Text block:
★ ★ ★

Mr. Chairman and members of the Subcommittee, it is a pleasure to appear before you today to present the President's fiscal year 2006 budget for the Federal Maritime Commission. With me today are Amy W. Larson, the Commission's General Counsel, Austin L. Schmitt, the Director of Operations, and Bruce A. Dombrowski, the Director of Administration.

The President’s budget for the Commission provides for $20,499,000 for fiscal year 2006. This represents an increase of 6%, or $1,158,968, over our fiscal year 2005 appropriation. This budget provides for 133 workyears of employment.

Our fiscal year 2006 budget request contains $15,218,000 for salaries and benefits to support the Commission’s programs. This is an increase of $874,968 over our fiscal year 2005 appropriation. This includes all salaries, including those for the employees hired in fiscal year 2005, promotions, within-grade increases, and an anticipated cost of living adjustment. The funding includes annualization of the fiscal year 2005 cost of living adjustment increase, and an anticipated 2.4 percent fiscal year 2006 cost of living adjustment. Further, it does not contain funding for any additional positions; it only will fund the number of positions anticipated to be on board at the beginning of fiscal year 2006.

Official travel has been straight-lined at our fiscal year 2005 level. Travel remains an essential aspect of our effort to provide better service to the ocean transportation industry and to accomplish our oversight duties more effectively. Lastly, administrative expenses will have increased $284,000 over fiscal year 2005. The Commission is planning for an increase in rent to accommodate GSA rental rate increases, as well as an increase to fund Homeland Security charges. Other administrative expenses will be incurred in fiscal year 2006 to support increases in our customary business expenses, such as maintaining government and commercial contracts, and for items such as telephones, postage, and supplies, as well as to pay for the lease-to-purchase of agency computers.

As we have noted in prior years, the Commission's budget contains primarily non-discretionary spending. It is composed of mandatory or essential expenses such as salaries and benefits, rent and guard services, health services, accounting services, telephone and other communication costs, supplies, mandatory training, and printing and copying costs. These items represent the basic expenses any organization faces in order to conduct its day-to-day operations, and are crucial to allow us to meet the responsibilities Congress has entrusted to the agency.

As you know Mr. Chairman, the Commission is responsible for the regulation of oceanborne transportation in the foreign commerce of the United States. Since 1916, the Commission and its predecessor agencies have effectively administered Congress’ directives for the ocean transportation industry, and its long-standing expertise and experience have been recognized by Congress, as well as by the industry the Commission oversees, courts, and other Nations. Working with the industry, we have developed a regulatory system that allows for necessary oversight with minimal disruption to the efficient flow of U.S. imports and exports. I would like to highlight for you some of the significant activities in which the Commission is involved.

★ ★ ★

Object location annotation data
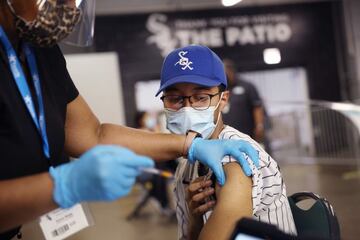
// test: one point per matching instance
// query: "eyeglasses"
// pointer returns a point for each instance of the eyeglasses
(197, 101)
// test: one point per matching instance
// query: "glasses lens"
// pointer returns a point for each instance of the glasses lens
(200, 101)
(173, 102)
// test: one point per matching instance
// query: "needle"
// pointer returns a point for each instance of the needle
(162, 173)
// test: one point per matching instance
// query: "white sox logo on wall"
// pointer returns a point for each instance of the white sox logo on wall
(184, 61)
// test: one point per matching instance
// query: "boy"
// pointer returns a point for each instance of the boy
(193, 83)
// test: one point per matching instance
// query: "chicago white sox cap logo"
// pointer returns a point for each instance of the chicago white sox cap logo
(184, 61)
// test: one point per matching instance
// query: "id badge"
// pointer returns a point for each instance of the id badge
(61, 223)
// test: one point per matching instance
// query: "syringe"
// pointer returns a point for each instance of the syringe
(162, 173)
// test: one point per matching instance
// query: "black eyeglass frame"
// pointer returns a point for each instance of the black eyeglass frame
(189, 97)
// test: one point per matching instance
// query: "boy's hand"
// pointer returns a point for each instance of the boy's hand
(197, 193)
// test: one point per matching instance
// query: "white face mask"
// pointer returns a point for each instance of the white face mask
(188, 118)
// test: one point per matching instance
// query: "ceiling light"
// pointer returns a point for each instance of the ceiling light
(272, 56)
(229, 3)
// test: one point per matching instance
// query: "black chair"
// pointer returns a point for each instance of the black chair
(317, 222)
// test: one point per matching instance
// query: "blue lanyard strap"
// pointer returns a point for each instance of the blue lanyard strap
(20, 80)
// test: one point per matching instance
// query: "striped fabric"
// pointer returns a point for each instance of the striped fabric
(269, 197)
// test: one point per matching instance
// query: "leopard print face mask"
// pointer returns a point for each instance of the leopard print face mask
(53, 23)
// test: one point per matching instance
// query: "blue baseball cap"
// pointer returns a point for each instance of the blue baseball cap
(192, 64)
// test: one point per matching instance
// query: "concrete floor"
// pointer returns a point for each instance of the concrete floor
(336, 183)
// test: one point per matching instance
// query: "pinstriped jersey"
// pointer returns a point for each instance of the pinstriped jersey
(269, 197)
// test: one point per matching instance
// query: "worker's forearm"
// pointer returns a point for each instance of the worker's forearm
(259, 116)
(25, 199)
(158, 146)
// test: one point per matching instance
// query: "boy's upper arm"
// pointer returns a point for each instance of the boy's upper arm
(234, 201)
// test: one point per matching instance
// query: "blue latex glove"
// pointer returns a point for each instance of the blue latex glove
(211, 152)
(104, 173)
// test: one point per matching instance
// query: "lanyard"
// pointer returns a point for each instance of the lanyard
(23, 87)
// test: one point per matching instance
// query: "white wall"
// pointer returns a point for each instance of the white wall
(97, 78)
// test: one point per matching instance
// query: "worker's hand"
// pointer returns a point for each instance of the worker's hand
(198, 197)
(104, 173)
(211, 152)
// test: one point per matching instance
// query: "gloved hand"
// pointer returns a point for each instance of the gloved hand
(211, 152)
(104, 173)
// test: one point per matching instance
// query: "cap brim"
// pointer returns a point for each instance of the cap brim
(196, 79)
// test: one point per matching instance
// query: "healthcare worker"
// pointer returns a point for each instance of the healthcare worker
(44, 120)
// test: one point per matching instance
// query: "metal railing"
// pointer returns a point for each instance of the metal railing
(315, 132)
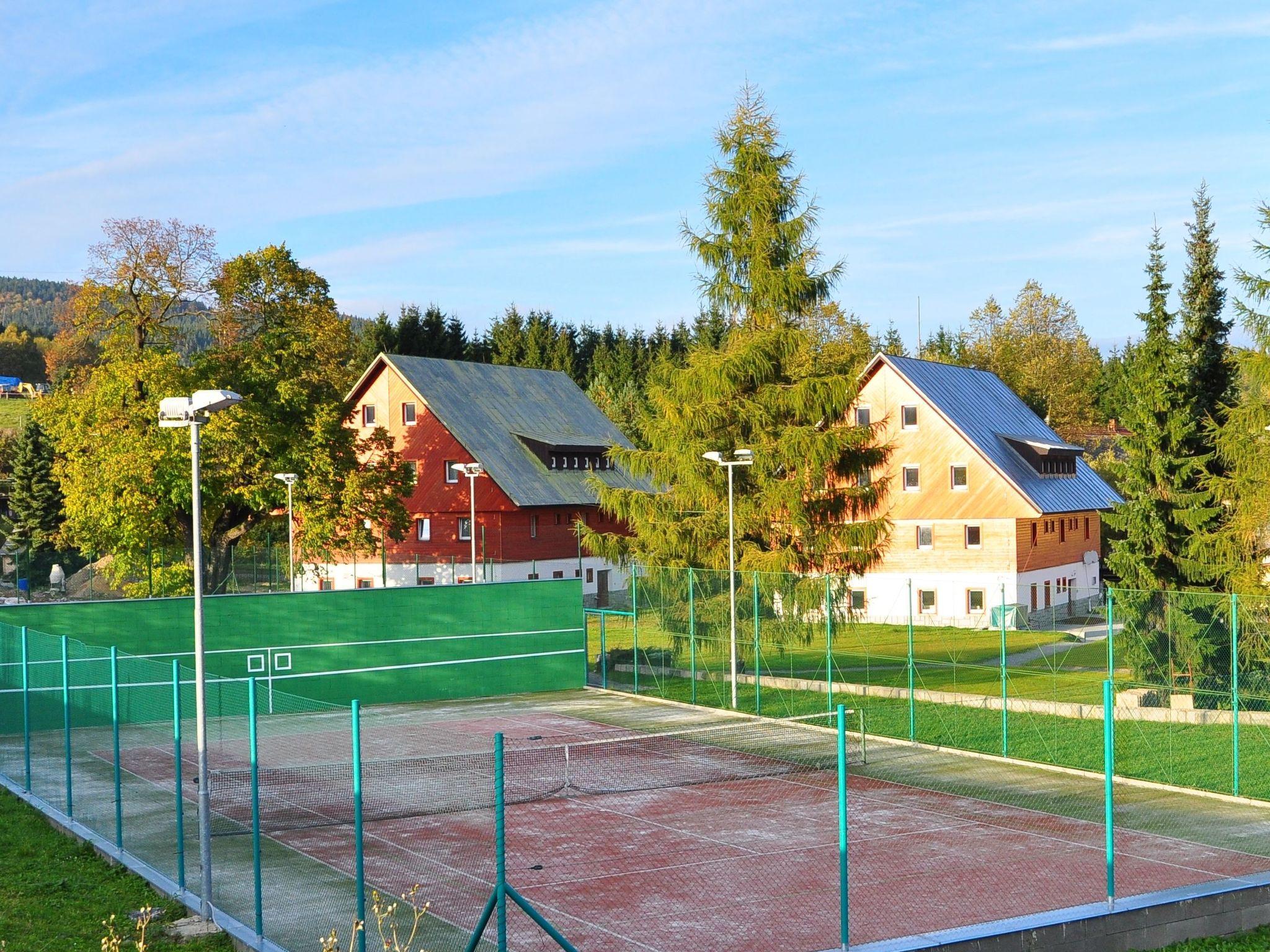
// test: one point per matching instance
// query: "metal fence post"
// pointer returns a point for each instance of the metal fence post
(1108, 786)
(828, 644)
(842, 826)
(115, 730)
(25, 710)
(254, 753)
(499, 843)
(358, 851)
(758, 696)
(66, 723)
(912, 707)
(177, 765)
(1235, 689)
(693, 635)
(1005, 690)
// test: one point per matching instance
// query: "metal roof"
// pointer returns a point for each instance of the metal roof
(488, 408)
(987, 413)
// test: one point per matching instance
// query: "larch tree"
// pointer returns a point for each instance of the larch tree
(804, 506)
(1240, 545)
(1155, 528)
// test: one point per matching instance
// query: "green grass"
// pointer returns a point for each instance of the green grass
(1255, 941)
(13, 412)
(55, 891)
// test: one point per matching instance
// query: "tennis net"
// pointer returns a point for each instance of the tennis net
(535, 769)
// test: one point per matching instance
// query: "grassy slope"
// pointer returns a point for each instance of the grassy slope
(55, 891)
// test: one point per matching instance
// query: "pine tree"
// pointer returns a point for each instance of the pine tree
(1238, 546)
(758, 254)
(1204, 334)
(1153, 531)
(36, 499)
(801, 507)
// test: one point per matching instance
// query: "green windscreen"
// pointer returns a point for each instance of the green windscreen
(375, 645)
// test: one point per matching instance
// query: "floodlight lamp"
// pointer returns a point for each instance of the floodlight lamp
(208, 402)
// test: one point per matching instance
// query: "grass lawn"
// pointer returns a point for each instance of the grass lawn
(55, 891)
(13, 412)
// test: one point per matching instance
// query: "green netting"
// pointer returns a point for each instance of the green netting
(379, 645)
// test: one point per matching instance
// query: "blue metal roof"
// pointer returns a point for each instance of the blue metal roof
(488, 408)
(986, 412)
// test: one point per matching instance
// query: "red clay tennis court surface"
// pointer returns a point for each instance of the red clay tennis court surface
(745, 865)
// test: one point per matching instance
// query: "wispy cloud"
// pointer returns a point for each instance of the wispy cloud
(1142, 33)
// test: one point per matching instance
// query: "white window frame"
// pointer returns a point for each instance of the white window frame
(984, 602)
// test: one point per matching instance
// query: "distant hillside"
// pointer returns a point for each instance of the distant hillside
(32, 304)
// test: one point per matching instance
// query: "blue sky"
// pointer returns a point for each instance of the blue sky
(493, 152)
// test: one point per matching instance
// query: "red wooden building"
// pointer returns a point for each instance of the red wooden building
(540, 442)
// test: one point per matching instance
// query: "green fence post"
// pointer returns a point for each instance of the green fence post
(499, 843)
(1110, 638)
(254, 753)
(358, 851)
(693, 637)
(25, 710)
(842, 826)
(828, 644)
(1005, 692)
(758, 696)
(66, 723)
(115, 728)
(1108, 786)
(1235, 687)
(912, 707)
(634, 628)
(177, 764)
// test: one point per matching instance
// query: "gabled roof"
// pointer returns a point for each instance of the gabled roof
(489, 408)
(988, 414)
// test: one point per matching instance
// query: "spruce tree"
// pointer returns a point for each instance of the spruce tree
(1153, 530)
(36, 499)
(1204, 334)
(802, 506)
(1238, 546)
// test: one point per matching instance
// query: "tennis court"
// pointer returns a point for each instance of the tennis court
(642, 826)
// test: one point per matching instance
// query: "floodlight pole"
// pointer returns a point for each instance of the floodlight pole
(741, 457)
(205, 799)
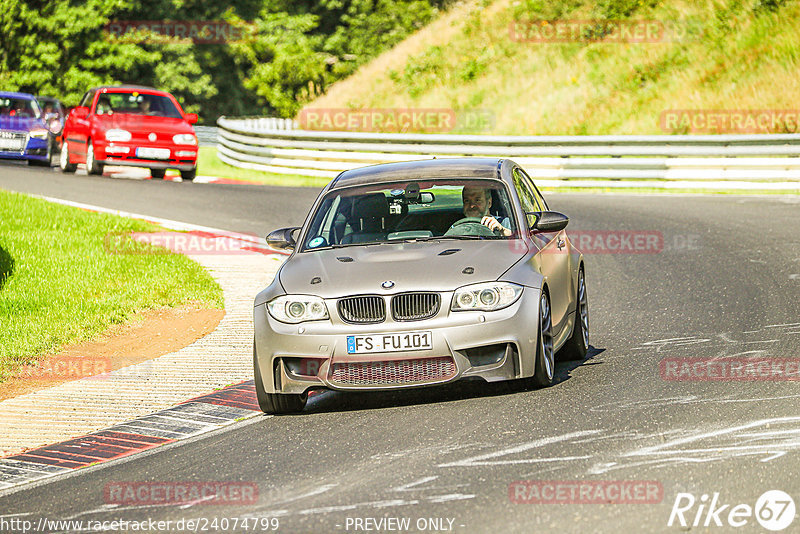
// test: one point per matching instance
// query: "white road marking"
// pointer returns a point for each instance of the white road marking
(487, 459)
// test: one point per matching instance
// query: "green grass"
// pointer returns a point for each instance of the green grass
(208, 164)
(59, 285)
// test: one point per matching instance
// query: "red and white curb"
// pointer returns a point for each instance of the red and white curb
(144, 405)
(191, 418)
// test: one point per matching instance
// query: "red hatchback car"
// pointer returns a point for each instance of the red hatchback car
(130, 125)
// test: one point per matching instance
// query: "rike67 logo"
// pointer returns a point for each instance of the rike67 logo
(774, 510)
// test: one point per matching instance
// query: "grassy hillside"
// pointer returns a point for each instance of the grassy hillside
(723, 54)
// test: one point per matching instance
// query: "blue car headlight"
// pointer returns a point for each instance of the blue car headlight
(488, 296)
(39, 133)
(295, 309)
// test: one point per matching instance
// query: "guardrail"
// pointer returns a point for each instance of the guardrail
(206, 135)
(277, 146)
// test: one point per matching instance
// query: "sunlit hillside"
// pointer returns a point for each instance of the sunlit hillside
(489, 57)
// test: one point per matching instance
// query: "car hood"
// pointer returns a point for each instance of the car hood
(145, 123)
(425, 266)
(21, 124)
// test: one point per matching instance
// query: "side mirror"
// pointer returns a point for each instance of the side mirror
(80, 112)
(282, 239)
(549, 221)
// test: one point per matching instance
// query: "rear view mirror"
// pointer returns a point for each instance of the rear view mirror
(548, 221)
(282, 239)
(426, 197)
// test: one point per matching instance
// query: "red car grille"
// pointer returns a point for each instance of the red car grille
(394, 371)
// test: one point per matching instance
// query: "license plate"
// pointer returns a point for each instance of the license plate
(10, 144)
(389, 342)
(152, 153)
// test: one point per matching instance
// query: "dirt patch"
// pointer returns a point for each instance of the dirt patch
(148, 335)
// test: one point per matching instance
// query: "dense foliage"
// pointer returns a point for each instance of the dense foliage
(283, 53)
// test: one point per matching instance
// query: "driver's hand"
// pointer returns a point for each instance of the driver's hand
(492, 224)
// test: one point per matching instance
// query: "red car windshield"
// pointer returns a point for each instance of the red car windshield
(138, 104)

★ ★ ★

Given instruction 1: Set down, word for word, the stretch of the Federal Maritime Commission budget testimony above from "Official travel has" through "of agency computers.".
Given instruction 2: Resume the Federal Maritime Commission budget testimony above, beginning directly after its final sentence.

Written response 1:
Official travel has been straight-lined at our fiscal year 2005 level. Travel remains an essential aspect of our effort to provide better service to the ocean transportation industry and to accomplish our oversight duties more effectively. Lastly, administrative expenses will have increased $284,000 over fiscal year 2005. The Commission is planning for an increase in rent to accommodate GSA rental rate increases, as well as an increase to fund Homeland Security charges. Other administrative expenses will be incurred in fiscal year 2006 to support increases in our customary business expenses, such as maintaining government and commercial contracts, and for items such as telephones, postage, and supplies, as well as to pay for the lease-to-purchase of agency computers.

Written response 2:
I am pleased to advise you that as of January 19th of this year, non-vessel-operating common carriers (“NVOCCs”) are now permitted to enter into confidential arrangements with their shipper customers detailing the terms and conditions of their international ocean transportation. As you know, the Shipping Act permits ocean common carriers, or vessel-operating common carriers (“VOCCs”), to enter into service contracts with one or more of their shipper customers, and the Ocean Shipping Reform Act (“OSRA”) provides that these contracts are filed confidentially with the Commission. While NVOCCs may enter into service contracts as shippers with ocean carriers, the Act does not grant NVOCCs the right to offer service contracts in their capacity as carriers to their shipper customers.

As you might recall, the Commission had received eight petitions, seven from individual NVOCCs and one from the National Customs Brokers and Forwarders Association of America, a national trade association representing NVOCCs, seeking various types of relief from this disparate treatment. These petitions generated hundreds of comments from the industry as well as Members of Congress. Subsequently, several of the petitioners, along with the Transportation Intermediaries Association and the National Industrial Transportation League, filed a joint proposal with the Commission suggesting a unified approach to this issue. After assessing that proposal, the Commission issued a proposed rule to grant the relief the industry was seeking within the parameters of the Shipping Act.

In order to grant an exemption from the requirements of the Shipping Act, the Commission must find that it will not result in a substantial reduction in competition or be detrimental to commerce. Based on these criteria, the proposed rule set forth a conditional exemption from the tariff publication requirements of sections 8 and 10 of the Shipping Act. The Commission made minor modifications to the proposal based on comments received from the industry, and I am pleased to report that a final rule is now in effect. NVOCCs otherwise in compliance with the licensing, financial responsibility, and tariff publication requirements of the Shipping Act may now enter into confidential NVOCC Service Arrangements (“NSAs”) with their shipper customers in lieu of publishing those rates in a publicly-available tariff, provided that the NSA is filed confidentially with the Commission and the essential terms are published in the NVOCC’s tariff. This new regulatory scheme is consistent with the regulations governing service contracts between ocean common carriers and their shipper customers, and we anticipate that it will result in greater competition in the shipping industry.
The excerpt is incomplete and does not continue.